# Start of Document

Chapter 7
Best Practice #6
Focus on Descriptive Analytics for Data Literacy

“Over 85% of Data Analytics in the Industry is Descriptive Analytics.”

Gartner

As discussed in the preceding sections, businesses today originate and capture enormous amounts of data. But many companies struggle to become a data-driven enterprise. Research published in Harvard Business Review found that companies are failing in their efforts to become data-driven and the percentage of firms identifying themselves as being data-driven has declined in each of the past three years – from 37.1% in 2017 to 32.4% in 2018 to 31.0% in 2019 [Bean and Davenport, 2019]. Some alarming results from the research are:

72% of survey participants report that they have yet to forge a data culture
69% report that they have not created a data-driven organization
53% state that they are not yet treating data as a business asset
52% admit that they are not competing on data and analytics.

One of the main reasons that prevent companies from becoming data-driven is the lack of data literacy, which is the ability to understand and communicate data and insights. In fact, according to Gartner, data literacy is the second key reason that is preventing companies to become data-driven and by 2020, 50% of organizations will lack sufficient AI and data literacy skills to achieve business value [Gartner, 2019]. The key findings of Gartner’s CDO research are below.

So, how can data literacy be inculcated in the business enterprise? While there are many strategies to drive data literacy and one key strategy is leveraging the execution of descriptive analytics. But what exactly is descriptive analytics in the context of data literacy? Descriptive analytics is interpreting historical data to better understand past business performance. In simple words, descriptive analytics answers the question, “what happened?” using historical business data. Examples include, what were our sales last quarter? Who are the top five vendors based on dollar spend? Which product had the most defects? Questions like these form the foundation for the entire analytics strategy as these types of basic questions and the associated key performance indicators (KPIs) form the basis of enterprise business performance.

# End of Document

_Problem statement_
What alarming results from the Harvard Business Review research does the chapter on descriptive analytics list?

# Start of Recorded data

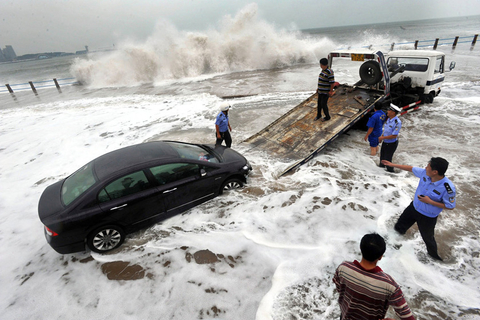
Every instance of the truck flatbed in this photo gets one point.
(296, 136)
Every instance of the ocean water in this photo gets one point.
(267, 251)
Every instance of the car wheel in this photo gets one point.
(370, 72)
(105, 239)
(232, 184)
(428, 98)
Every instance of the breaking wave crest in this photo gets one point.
(242, 42)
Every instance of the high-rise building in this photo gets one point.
(9, 53)
(2, 57)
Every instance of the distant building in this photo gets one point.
(9, 53)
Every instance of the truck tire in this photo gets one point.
(370, 72)
(428, 98)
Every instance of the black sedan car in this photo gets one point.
(130, 188)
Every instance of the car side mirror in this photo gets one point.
(452, 65)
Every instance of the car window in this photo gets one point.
(172, 172)
(411, 64)
(77, 184)
(193, 152)
(124, 186)
(439, 65)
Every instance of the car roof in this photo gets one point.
(117, 160)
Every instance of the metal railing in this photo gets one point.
(434, 43)
(34, 85)
(416, 44)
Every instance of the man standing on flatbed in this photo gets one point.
(326, 82)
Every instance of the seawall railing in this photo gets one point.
(434, 44)
(34, 85)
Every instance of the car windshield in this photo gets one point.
(411, 64)
(193, 152)
(77, 184)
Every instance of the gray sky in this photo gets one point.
(34, 26)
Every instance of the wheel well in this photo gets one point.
(235, 176)
(98, 226)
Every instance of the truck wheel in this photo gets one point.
(428, 98)
(370, 72)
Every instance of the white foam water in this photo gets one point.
(267, 251)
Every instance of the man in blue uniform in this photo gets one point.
(222, 126)
(390, 136)
(435, 192)
(375, 126)
(326, 82)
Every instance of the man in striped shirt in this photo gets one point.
(326, 82)
(365, 290)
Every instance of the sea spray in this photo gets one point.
(239, 43)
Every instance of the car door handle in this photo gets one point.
(119, 207)
(171, 190)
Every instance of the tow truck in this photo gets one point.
(404, 78)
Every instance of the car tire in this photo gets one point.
(370, 72)
(231, 184)
(105, 239)
(428, 98)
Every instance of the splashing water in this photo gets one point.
(243, 42)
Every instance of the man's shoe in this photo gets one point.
(435, 256)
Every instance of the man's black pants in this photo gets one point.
(386, 153)
(426, 226)
(224, 136)
(322, 100)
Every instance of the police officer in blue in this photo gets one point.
(375, 126)
(222, 126)
(390, 136)
(435, 192)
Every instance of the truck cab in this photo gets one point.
(416, 75)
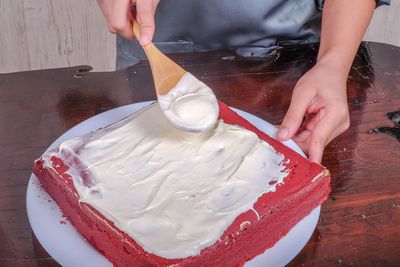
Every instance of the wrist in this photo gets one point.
(337, 61)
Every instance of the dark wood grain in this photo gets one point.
(359, 224)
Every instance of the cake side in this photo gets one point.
(245, 238)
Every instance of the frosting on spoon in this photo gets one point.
(190, 105)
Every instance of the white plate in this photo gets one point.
(69, 248)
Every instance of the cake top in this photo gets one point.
(173, 192)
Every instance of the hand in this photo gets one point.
(320, 97)
(118, 16)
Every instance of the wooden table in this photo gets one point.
(360, 222)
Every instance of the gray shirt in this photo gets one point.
(246, 27)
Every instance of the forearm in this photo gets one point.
(344, 23)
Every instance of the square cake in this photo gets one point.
(146, 194)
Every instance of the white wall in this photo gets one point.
(40, 34)
(385, 25)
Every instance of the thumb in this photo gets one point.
(145, 17)
(293, 118)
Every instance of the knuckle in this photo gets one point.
(117, 26)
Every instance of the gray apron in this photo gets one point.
(246, 27)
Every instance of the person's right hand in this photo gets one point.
(118, 16)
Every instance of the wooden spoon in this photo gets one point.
(166, 73)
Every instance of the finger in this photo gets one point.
(121, 19)
(145, 17)
(323, 133)
(302, 139)
(294, 116)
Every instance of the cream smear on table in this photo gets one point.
(190, 105)
(174, 192)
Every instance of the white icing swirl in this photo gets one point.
(190, 105)
(173, 192)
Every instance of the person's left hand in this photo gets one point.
(319, 98)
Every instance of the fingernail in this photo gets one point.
(144, 39)
(282, 133)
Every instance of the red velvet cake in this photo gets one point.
(305, 186)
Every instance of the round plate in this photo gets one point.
(69, 248)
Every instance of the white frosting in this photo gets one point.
(173, 192)
(190, 105)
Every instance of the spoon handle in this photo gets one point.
(166, 73)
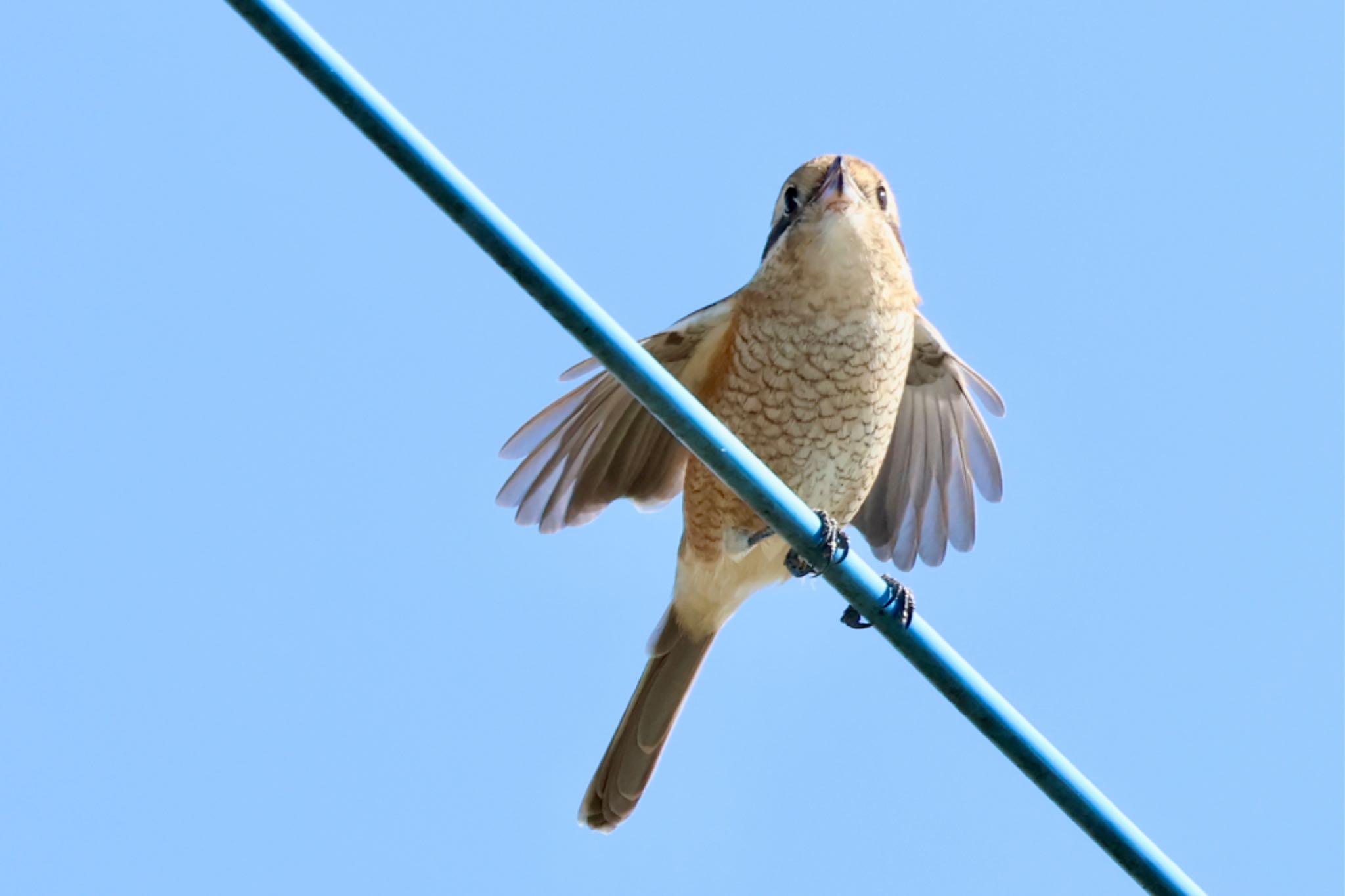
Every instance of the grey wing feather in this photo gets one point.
(598, 444)
(940, 446)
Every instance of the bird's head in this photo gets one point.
(831, 210)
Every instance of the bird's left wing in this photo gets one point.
(598, 444)
(921, 500)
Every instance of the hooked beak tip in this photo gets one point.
(833, 184)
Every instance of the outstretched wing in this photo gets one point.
(940, 446)
(598, 444)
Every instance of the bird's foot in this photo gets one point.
(833, 542)
(896, 594)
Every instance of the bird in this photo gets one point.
(824, 366)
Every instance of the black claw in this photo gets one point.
(896, 594)
(834, 542)
(902, 595)
(852, 618)
(758, 538)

# End of Recorded data

_Exercise answer_
- 72% of survey participants report that they have yet to forge a data culture
- 69% report that they have not created a data-driven organization
- 53% state that they are not yet treating data as a business asset
- 52% admit that they are not competing on data and analytics